Retyping each entry exactly is the whole task.

Point-per-instance localization data →
· · · ·

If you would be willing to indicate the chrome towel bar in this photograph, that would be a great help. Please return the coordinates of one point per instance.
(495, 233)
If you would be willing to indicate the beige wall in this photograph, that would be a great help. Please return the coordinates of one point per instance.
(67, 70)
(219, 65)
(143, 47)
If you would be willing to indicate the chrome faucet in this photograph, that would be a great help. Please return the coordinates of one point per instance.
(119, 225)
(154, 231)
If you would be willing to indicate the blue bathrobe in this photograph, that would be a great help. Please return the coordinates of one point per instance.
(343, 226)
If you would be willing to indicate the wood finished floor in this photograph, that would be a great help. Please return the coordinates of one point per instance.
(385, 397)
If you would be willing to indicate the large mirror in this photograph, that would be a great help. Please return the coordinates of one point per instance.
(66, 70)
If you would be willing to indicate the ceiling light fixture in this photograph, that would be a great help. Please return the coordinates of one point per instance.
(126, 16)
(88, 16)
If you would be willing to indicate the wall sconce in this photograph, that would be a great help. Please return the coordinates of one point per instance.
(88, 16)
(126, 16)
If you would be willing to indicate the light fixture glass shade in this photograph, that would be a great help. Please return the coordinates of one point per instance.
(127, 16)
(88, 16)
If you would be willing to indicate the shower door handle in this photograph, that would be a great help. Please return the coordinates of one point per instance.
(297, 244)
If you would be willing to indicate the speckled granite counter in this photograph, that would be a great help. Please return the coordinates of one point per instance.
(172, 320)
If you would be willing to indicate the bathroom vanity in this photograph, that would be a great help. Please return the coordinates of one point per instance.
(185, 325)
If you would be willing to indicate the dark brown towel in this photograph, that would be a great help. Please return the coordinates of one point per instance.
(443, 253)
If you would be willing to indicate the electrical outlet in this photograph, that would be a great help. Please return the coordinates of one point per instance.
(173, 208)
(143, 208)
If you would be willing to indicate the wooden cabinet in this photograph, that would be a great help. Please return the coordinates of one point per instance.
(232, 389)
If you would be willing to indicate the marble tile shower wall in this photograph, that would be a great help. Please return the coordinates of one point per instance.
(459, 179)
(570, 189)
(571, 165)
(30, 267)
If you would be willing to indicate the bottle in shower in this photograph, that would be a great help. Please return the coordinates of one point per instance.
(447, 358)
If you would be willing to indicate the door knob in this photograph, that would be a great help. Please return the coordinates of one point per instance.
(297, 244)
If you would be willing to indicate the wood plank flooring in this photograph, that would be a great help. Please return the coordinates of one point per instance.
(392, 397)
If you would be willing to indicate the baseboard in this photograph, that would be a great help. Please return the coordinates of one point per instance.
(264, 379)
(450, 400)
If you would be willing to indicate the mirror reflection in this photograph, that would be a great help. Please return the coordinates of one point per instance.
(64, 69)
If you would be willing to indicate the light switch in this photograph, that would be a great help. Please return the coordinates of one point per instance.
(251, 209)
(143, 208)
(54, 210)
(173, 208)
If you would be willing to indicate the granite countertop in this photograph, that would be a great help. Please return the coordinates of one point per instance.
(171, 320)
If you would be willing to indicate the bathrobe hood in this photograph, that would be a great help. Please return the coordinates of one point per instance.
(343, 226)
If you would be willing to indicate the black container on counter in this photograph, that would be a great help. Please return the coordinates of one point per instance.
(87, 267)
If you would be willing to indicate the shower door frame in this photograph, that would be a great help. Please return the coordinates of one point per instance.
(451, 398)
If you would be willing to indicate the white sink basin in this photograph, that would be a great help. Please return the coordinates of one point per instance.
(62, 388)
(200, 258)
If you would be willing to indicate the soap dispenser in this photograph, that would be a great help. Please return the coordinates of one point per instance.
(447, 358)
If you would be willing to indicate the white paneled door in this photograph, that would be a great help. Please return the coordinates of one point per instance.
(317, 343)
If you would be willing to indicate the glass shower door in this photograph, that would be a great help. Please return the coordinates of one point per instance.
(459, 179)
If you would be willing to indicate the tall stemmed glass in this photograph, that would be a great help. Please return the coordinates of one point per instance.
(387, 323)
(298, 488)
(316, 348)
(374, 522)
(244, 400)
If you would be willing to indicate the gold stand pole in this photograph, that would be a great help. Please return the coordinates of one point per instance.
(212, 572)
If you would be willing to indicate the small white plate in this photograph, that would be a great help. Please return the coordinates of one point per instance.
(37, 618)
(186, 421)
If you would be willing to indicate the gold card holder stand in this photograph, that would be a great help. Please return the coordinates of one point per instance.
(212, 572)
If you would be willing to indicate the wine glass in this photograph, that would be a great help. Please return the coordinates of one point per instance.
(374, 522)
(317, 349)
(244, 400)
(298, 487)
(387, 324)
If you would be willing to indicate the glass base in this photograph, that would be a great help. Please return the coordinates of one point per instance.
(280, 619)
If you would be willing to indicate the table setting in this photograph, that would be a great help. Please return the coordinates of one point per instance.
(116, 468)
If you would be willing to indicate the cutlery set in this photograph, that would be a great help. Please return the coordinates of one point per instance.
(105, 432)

· · · ·

Solution →
If you would be willing to indicate the chrome towel bar in this photograph, that would be a great help. Please return the coordinates of one point per instance.
(495, 233)
If you would be willing to indicate the beige wall in this photograph, that would be a great help. Please return the coordinates of one point per instance.
(67, 70)
(219, 65)
(143, 47)
If you would be willing to indicate the chrome faucet in this photograph, that would be a great help. Please return the coordinates of one point per instance.
(119, 225)
(154, 231)
If you would be willing to indicate the blue bathrobe in this photograph, that would be a great help. Please return the coordinates of one point per instance.
(343, 226)
If you would be willing to indicate the wood finished floor in this photograph, that would be a great help. Please return the coordinates of one point per instance.
(385, 397)
If you would be willing to indicate the large mirror in this photograph, that would be a great help. Please return the coordinates of one point per instance.
(66, 70)
If you would be willing to indicate the ceiling light fixture in this photograph, that would be a great help. Please return the coordinates of one point per instance.
(126, 16)
(88, 16)
If you would be willing to indicate the wall sconce in this photograph, that would be a great help. Please return the coordinates of one point per instance.
(88, 16)
(126, 16)
If you would be willing to indicate the light fixture glass shade in this photograph, that would be a great help. Please return the coordinates of one point per instance.
(127, 16)
(88, 16)
If you would be willing to indicate the shower door handle in this photograph, that would be a great help. Please return the coordinates of one point per instance.
(297, 244)
If you would be willing to indicate the speckled granite counter in this photograph, that would be a great help. Please return the coordinates of one point per instance.
(172, 320)
If you would be willing to indicate the bathroom vanity in this photograph, that would be a great help. Please return the coordinates of one point per instance.
(185, 325)
If you would be willing to indicate the dark brown towel in this photograph, that would be a great help. Please return the coordinates of one point per instance.
(443, 253)
If you would be willing to indicate the electrical outlet in this photograph, that would be a great help. Please return the coordinates of one point per instance.
(173, 208)
(143, 208)
If you would be willing to indicate the wooden cabinet in this photograph, that would be a great help. Please return the coordinates of one point per instance.
(232, 389)
If you would be willing to indicate the marble tile shower wall in this photograph, that would be a great help. Please return the coordinates of one point per instance.
(459, 179)
(570, 189)
(571, 165)
(30, 267)
If you would be willing to indicate the bottle in shower in this photograph, that would be a great help. Please return the coordinates of one point per instance.
(447, 358)
If you would be willing to indicate the door knob in this photograph, that would be a great help. Please return the coordinates of one point per instance.
(297, 244)
If you would be willing to indicate the wood plank flooring in this photograph, that would be a great help. Please return the coordinates of one point per instance.
(392, 397)
If you would be willing to indicate the baseboard in this photograph, that would be a great help. Please return the coordinates of one point per instance.
(264, 379)
(450, 400)
If you would be willing to indicate the mirror reflection in this photograph, that would be a great help. Please return the coordinates of one point per instance.
(64, 69)
If you would be willing to indicate the light switch in this photograph, that would be a great help. Please return the coordinates of one point per instance.
(251, 209)
(143, 208)
(54, 210)
(173, 208)
If you would be willing to indicate the granite countertop in this photograph, that would be a great help. Please return the coordinates of one point per instance.
(171, 320)
If you would be willing to indicate the bathrobe hood in this photograph, that would be a great help. Please return the coordinates of one point per instance.
(343, 226)
If you would be willing to indicate the black container on counter in this photograph, that would be a great help. Please return the coordinates of one point per instance.
(87, 267)
If you would be willing to indicate the shower door frame in this photograph, that would be a great help. Please return the coordinates of one point per instance.
(451, 398)
If you would be willing to indicate the white sink basin in this photograph, that would be a great help. Please return the coordinates of one point per instance.
(62, 388)
(200, 258)
If you would be willing to indicate the soap dispenser in this photograph, that would be a great help. Please return the coordinates of one point per instance.
(447, 358)
If you would be willing to indicate the white paneled door in this photograph, that would be a great help. Please return the coordinates of one point per instance.
(317, 343)
If you would be willing to indicate the glass shower door in this photograph, that would be a great help. Please return the coordinates of one point per instance.
(459, 179)
If you would be willing to indicate the tall stemmed glass in this photograph, that would be a great help. Please return the coordinates of one point per instance.
(387, 323)
(298, 488)
(316, 348)
(374, 522)
(244, 400)
If you would be willing to indicate the gold stand pole in this photograph, that would be a great help. Please return the coordinates of one point per instance.
(212, 572)
If you would be willing to indicate the small white plate in this photograph, that would be a great help. Please return the coordinates of one point per instance.
(37, 618)
(186, 421)
If you would be willing to indicate the gold card holder stand in this photograph, that would be a great help. Please return the coordinates of one point per instance.
(212, 572)
If you would be willing to indicate the wine glass in this photograph, that would be a great help. Please return the coordinates of one point per instance.
(374, 522)
(317, 349)
(244, 400)
(298, 487)
(387, 324)
If you would be willing to indicate the glass base in this photograph, that would be a great help. Please return the coordinates of one point per instance.
(280, 619)
If you would be willing to indicate the table setting in this photograph, that would be a great help. Please return the coordinates of one point per instance.
(116, 468)
If you would be willing to indicate the cutlery set in this photograph, that would be a great help. Please return the coordinates of one point per instance.
(105, 432)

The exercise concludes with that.